• Material to process:
┄┄┄┄┄┄┄┄┄┄┄┄┄┄┄┄┄┄┄┄
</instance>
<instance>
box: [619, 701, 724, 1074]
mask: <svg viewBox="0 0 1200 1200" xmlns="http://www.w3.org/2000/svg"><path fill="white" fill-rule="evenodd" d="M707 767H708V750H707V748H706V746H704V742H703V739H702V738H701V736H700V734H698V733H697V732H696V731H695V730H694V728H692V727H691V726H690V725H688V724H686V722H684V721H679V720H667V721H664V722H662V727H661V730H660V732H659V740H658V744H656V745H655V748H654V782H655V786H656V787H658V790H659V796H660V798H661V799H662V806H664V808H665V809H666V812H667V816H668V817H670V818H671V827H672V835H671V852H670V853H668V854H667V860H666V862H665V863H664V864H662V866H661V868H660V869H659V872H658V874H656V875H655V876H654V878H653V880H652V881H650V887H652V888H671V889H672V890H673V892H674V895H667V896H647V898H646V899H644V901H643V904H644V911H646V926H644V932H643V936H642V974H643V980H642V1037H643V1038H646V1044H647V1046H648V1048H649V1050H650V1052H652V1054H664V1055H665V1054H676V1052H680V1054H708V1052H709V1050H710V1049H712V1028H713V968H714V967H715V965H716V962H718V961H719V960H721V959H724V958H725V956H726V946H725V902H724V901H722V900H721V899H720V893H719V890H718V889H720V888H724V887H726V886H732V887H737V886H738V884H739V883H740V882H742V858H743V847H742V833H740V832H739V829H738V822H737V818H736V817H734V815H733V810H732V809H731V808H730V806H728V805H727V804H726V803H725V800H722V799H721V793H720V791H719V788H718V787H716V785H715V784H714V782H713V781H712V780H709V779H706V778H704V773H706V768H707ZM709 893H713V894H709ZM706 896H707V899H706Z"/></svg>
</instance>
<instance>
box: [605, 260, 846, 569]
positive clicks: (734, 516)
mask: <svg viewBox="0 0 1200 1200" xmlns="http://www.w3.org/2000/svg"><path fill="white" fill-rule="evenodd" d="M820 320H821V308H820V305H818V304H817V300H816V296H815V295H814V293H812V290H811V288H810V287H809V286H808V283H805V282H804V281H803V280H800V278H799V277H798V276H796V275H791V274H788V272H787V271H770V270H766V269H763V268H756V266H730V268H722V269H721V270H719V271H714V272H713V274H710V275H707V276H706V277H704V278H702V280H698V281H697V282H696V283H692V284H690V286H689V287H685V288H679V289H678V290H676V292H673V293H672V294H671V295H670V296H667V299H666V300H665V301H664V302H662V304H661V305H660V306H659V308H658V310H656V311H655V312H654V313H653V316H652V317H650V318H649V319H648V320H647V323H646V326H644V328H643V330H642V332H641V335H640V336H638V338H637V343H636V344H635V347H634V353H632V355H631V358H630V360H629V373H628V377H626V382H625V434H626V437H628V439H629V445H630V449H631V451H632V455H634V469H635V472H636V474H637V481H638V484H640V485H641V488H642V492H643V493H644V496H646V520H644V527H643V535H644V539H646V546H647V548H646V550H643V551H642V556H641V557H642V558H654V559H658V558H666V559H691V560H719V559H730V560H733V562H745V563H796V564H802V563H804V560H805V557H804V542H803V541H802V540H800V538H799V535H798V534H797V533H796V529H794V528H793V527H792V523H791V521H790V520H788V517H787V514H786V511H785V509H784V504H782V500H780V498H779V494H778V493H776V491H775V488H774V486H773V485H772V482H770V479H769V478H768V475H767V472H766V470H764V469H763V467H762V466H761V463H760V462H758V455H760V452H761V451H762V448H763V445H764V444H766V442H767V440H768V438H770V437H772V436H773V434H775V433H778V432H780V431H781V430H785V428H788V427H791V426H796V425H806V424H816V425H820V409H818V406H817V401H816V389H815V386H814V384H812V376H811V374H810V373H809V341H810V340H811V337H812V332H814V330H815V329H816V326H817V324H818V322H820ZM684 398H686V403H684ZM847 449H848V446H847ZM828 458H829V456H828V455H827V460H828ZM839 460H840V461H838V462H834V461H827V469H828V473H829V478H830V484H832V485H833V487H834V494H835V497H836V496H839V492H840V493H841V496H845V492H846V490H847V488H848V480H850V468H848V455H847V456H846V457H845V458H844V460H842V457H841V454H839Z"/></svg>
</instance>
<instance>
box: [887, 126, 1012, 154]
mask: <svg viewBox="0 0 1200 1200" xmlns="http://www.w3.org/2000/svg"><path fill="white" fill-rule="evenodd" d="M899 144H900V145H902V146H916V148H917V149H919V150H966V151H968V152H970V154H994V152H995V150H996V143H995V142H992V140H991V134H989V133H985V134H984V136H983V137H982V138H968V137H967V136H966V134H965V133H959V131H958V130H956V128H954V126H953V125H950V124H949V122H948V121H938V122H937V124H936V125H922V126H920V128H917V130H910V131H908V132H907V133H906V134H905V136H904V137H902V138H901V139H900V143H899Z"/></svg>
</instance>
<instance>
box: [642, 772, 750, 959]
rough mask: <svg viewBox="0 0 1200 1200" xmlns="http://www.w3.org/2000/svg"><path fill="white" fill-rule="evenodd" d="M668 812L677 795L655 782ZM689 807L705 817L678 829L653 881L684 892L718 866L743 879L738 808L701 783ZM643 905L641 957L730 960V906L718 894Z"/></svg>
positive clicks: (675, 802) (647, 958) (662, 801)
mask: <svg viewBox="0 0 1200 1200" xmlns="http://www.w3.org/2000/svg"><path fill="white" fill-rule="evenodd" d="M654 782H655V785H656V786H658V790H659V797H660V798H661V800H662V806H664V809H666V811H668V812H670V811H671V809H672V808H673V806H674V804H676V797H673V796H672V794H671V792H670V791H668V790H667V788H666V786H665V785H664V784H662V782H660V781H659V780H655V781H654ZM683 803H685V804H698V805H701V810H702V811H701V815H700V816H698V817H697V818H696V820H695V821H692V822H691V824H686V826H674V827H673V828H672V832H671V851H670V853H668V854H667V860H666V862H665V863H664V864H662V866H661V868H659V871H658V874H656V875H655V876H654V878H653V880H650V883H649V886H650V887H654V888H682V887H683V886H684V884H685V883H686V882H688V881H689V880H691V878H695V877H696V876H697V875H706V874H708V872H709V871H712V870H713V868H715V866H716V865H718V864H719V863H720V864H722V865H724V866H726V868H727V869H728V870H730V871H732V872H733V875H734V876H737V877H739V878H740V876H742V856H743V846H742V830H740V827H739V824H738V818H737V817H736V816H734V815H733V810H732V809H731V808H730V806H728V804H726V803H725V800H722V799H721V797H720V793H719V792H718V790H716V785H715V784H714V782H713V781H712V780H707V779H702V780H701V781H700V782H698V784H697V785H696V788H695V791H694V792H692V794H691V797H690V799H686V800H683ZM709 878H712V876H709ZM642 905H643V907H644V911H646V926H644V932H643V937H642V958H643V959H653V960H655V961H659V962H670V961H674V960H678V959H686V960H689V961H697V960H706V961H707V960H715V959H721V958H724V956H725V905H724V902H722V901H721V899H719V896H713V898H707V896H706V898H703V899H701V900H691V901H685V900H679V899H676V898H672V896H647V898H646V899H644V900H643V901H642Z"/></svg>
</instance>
┄┄┄┄┄┄┄┄┄┄┄┄┄┄┄┄┄┄┄┄
• What you need to do: Edit the records so that "positive clicks" becomes "foreground clicks" everywhere, and leave every other line as it is.

• Solution:
</instance>
<instance>
box: [619, 701, 724, 1074]
mask: <svg viewBox="0 0 1200 1200" xmlns="http://www.w3.org/2000/svg"><path fill="white" fill-rule="evenodd" d="M707 767H708V750H707V748H706V746H704V742H703V739H702V738H701V736H700V734H698V733H697V732H696V731H695V730H694V728H692V727H691V726H690V725H688V724H686V722H684V721H679V720H667V721H664V722H662V727H661V730H660V732H659V740H658V744H656V745H655V748H654V782H655V786H656V787H658V790H659V796H660V798H661V799H662V806H664V808H665V809H666V812H667V816H668V817H670V818H671V827H672V835H671V852H670V853H668V854H667V860H666V862H665V863H664V864H662V866H661V868H660V869H659V872H658V874H656V875H655V876H654V878H653V880H652V881H650V887H652V888H671V889H672V890H673V892H674V895H667V896H647V898H646V899H644V901H643V904H644V911H646V926H644V932H643V936H642V974H643V980H642V1037H643V1038H646V1044H647V1046H648V1048H649V1050H650V1052H652V1054H664V1055H665V1054H676V1052H680V1054H708V1052H709V1050H710V1049H712V1028H713V968H714V967H715V965H716V962H718V961H719V960H721V959H724V958H725V956H726V946H725V902H724V901H722V900H721V899H720V893H719V890H718V889H720V888H724V887H726V886H732V887H737V886H738V884H739V883H740V882H742V858H743V847H742V833H740V832H739V829H738V822H737V818H736V817H734V815H733V810H732V809H731V808H730V806H728V805H727V804H726V803H725V800H722V799H721V793H720V791H719V788H718V787H716V785H715V784H714V782H713V781H712V780H709V779H706V778H704V773H706V768H707ZM709 893H713V894H709ZM706 896H707V899H706Z"/></svg>
</instance>
<instance>
box: [605, 260, 846, 569]
foreground clicks: (734, 516)
mask: <svg viewBox="0 0 1200 1200" xmlns="http://www.w3.org/2000/svg"><path fill="white" fill-rule="evenodd" d="M820 320H821V308H820V305H818V304H817V300H816V296H815V295H814V293H812V290H811V288H810V287H809V286H808V283H805V282H804V281H803V280H800V278H799V277H798V276H796V275H791V274H788V272H787V271H770V270H766V269H763V268H756V266H730V268H722V269H721V270H719V271H714V272H713V274H710V275H707V276H706V277H704V278H702V280H698V281H697V282H696V283H692V284H690V286H689V287H685V288H679V289H678V290H676V292H673V293H672V294H671V295H670V296H667V299H666V300H665V301H664V302H662V304H661V305H660V306H659V308H658V310H656V311H655V312H654V313H653V316H652V317H650V318H649V319H648V320H647V323H646V326H644V328H643V330H642V332H641V335H640V336H638V338H637V343H636V344H635V347H634V353H632V355H631V358H630V360H629V373H628V377H626V382H625V434H626V437H628V439H629V445H630V449H631V451H632V455H634V469H635V472H636V474H637V481H638V484H640V485H641V488H642V492H643V493H644V496H646V520H644V527H643V535H644V539H646V546H647V548H646V550H643V551H642V556H641V557H642V558H654V559H658V558H666V559H691V560H719V559H730V560H733V562H745V563H796V564H802V563H804V560H805V557H804V542H803V541H802V540H800V538H799V535H798V534H797V533H796V529H794V528H793V527H792V523H791V521H790V520H788V517H787V514H786V511H785V509H784V504H782V500H780V498H779V494H778V493H776V491H775V488H774V486H773V485H772V482H770V479H769V478H768V475H767V472H766V470H764V469H763V467H762V466H761V463H760V462H758V455H760V452H761V451H762V448H763V445H764V444H766V442H767V440H768V438H770V437H772V436H773V434H775V433H778V432H780V431H781V430H785V428H788V427H791V426H796V425H806V424H816V425H820V409H818V406H817V401H816V389H815V386H814V384H812V376H811V374H810V373H809V341H810V340H811V337H812V332H814V330H815V329H816V326H817V324H818V322H820ZM684 398H686V403H684ZM847 449H848V446H847ZM828 458H829V456H828V455H827V460H828ZM839 460H840V461H838V462H834V461H827V469H828V473H829V478H830V484H832V485H833V487H834V494H835V497H836V496H839V492H840V493H841V496H845V492H846V490H847V488H848V480H850V468H848V455H847V456H846V457H845V458H844V460H842V457H841V454H839Z"/></svg>
</instance>
<instance>
box: [887, 126, 1012, 154]
mask: <svg viewBox="0 0 1200 1200" xmlns="http://www.w3.org/2000/svg"><path fill="white" fill-rule="evenodd" d="M899 144H900V145H902V146H916V148H917V149H919V150H966V151H968V152H970V154H994V152H995V150H996V143H995V142H992V140H991V134H989V133H985V134H984V136H983V137H982V138H968V137H967V136H966V134H965V133H959V131H958V130H956V128H954V126H953V125H950V124H949V122H948V121H938V122H937V124H936V125H922V126H920V128H917V130H910V131H908V132H907V133H906V134H905V136H904V137H902V138H901V139H900V143H899Z"/></svg>
</instance>
<instance>
box: [642, 772, 750, 959]
rough mask: <svg viewBox="0 0 1200 1200" xmlns="http://www.w3.org/2000/svg"><path fill="white" fill-rule="evenodd" d="M668 812L677 795L655 782ZM689 807L705 817L678 829L653 881L684 892L718 866L743 879L738 808L701 783ZM643 905L641 957L730 960V906L718 894Z"/></svg>
foreground clicks: (675, 802) (647, 958) (662, 801)
mask: <svg viewBox="0 0 1200 1200" xmlns="http://www.w3.org/2000/svg"><path fill="white" fill-rule="evenodd" d="M654 782H655V785H656V786H658V790H659V797H660V798H661V800H662V806H664V809H666V811H668V812H670V811H671V809H672V808H673V806H674V804H676V797H673V796H672V794H671V792H670V791H668V790H667V788H666V786H665V785H664V784H662V782H660V781H659V780H655V781H654ZM683 803H685V804H698V805H701V810H702V811H701V815H700V816H698V817H697V818H696V820H695V821H692V822H691V824H686V826H674V827H673V828H672V832H671V851H670V853H668V854H667V860H666V862H665V863H664V864H662V866H661V868H659V871H658V874H656V875H655V876H654V878H653V880H650V883H649V886H650V887H654V888H682V887H683V886H684V884H685V883H686V882H688V881H689V880H691V878H695V877H696V876H697V875H706V874H708V872H709V871H712V870H713V868H715V866H716V865H718V864H719V863H720V864H722V865H724V866H726V868H727V869H728V870H730V871H732V872H733V875H734V876H737V877H739V878H740V876H742V856H743V846H742V830H740V827H739V824H738V818H737V817H736V816H734V815H733V810H732V809H731V808H730V806H728V804H726V803H725V800H722V799H721V797H720V793H719V792H718V790H716V785H715V784H714V782H713V781H712V780H707V779H702V780H701V781H700V782H698V784H697V785H696V788H695V791H694V792H692V794H691V797H690V799H686V800H683ZM709 878H712V876H709ZM642 905H643V907H644V911H646V926H644V932H643V937H642V958H643V959H653V960H655V961H659V962H670V961H674V960H678V959H686V960H689V961H697V960H706V961H707V960H715V959H721V958H724V956H725V905H724V902H722V901H721V899H719V896H713V898H707V896H706V898H703V899H701V900H691V901H685V900H679V899H676V898H672V896H647V898H646V899H644V900H643V901H642Z"/></svg>
</instance>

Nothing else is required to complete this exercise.